**Given problem:**
Write out the lines below without alteration, from the line containing "In this exercise you will locate the tree in" to the line containing "[(190, 353)]", including both of those lines.

(Entries pointing to named objects)

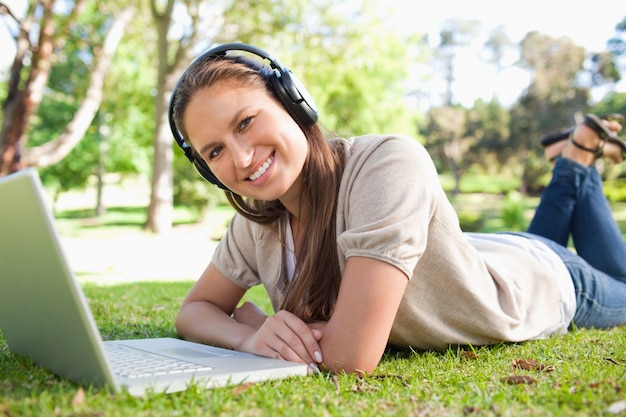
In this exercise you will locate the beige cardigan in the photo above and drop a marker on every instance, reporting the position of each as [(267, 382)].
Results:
[(463, 289)]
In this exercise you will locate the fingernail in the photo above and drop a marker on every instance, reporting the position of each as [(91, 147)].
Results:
[(313, 368)]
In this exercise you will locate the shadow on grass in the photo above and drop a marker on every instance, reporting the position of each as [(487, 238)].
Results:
[(119, 216)]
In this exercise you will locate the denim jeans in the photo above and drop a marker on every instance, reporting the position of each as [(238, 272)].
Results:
[(574, 204)]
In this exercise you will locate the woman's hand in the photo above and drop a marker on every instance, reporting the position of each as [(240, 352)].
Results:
[(281, 336), (250, 314)]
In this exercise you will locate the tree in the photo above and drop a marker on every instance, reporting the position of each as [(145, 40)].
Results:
[(446, 138), (25, 96), (454, 33), (551, 100), (171, 53)]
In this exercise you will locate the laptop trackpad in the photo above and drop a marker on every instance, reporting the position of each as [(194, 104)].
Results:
[(190, 353)]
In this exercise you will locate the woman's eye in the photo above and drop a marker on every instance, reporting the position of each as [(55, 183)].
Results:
[(244, 123), (215, 152)]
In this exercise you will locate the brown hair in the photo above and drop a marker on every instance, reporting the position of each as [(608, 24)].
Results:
[(313, 294)]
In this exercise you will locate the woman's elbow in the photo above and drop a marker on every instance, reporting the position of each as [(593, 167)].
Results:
[(359, 366)]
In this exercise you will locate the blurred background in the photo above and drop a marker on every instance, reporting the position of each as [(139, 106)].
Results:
[(85, 84)]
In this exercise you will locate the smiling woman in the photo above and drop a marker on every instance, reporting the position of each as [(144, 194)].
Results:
[(356, 242)]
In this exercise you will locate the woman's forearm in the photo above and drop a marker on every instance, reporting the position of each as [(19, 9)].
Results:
[(206, 323)]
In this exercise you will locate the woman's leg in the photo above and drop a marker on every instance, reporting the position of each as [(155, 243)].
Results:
[(595, 233), (553, 217), (600, 299), (574, 203)]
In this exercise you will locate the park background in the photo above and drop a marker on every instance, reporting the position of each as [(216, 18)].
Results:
[(84, 89)]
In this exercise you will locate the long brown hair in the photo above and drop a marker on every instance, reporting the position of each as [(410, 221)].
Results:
[(312, 295)]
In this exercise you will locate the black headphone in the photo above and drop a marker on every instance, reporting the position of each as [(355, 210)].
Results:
[(286, 87)]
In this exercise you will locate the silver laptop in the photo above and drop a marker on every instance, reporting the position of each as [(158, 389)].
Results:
[(44, 315)]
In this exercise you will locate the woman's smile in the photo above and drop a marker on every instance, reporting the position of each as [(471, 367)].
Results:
[(262, 169)]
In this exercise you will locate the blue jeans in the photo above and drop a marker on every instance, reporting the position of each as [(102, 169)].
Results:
[(574, 204)]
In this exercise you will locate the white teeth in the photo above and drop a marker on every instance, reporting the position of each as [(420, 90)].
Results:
[(262, 169)]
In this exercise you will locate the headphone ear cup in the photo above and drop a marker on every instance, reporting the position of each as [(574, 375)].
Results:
[(294, 97), (206, 173)]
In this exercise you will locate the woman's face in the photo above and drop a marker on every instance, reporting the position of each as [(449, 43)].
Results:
[(248, 140)]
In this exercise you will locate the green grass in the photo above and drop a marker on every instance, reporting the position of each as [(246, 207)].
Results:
[(585, 372), (582, 373)]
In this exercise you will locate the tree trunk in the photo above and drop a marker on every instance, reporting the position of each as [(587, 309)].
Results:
[(161, 208), (22, 103), (54, 151), (23, 98)]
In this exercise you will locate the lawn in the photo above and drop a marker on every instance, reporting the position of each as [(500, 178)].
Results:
[(582, 373)]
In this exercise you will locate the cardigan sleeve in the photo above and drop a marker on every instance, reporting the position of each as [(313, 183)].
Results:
[(386, 201)]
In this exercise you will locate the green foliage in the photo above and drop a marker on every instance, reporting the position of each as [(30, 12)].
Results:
[(353, 66), (615, 190), (513, 211)]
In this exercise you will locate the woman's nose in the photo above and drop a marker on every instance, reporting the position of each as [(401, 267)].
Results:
[(242, 155)]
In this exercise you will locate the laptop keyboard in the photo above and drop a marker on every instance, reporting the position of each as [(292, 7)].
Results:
[(132, 363)]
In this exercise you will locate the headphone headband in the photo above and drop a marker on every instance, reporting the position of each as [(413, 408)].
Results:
[(287, 88)]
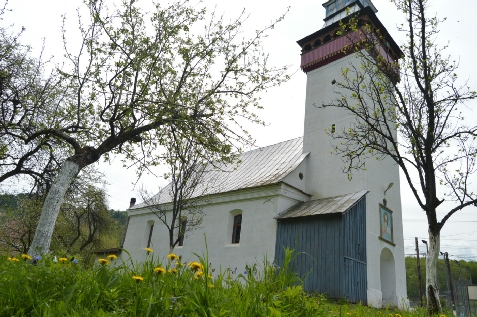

**Exercise result:**
In this exercise you will locate the tree in the photo above and drop a marker on every instance, reporting the position of each as [(145, 40)].
Results:
[(446, 138), (25, 96), (454, 33), (551, 100), (171, 53)]
In this exercise you will locate the laptop trackpad in the photo above and drop a marker on every instance, reporting the position of each as [(194, 104)].
Results:
[(190, 353)]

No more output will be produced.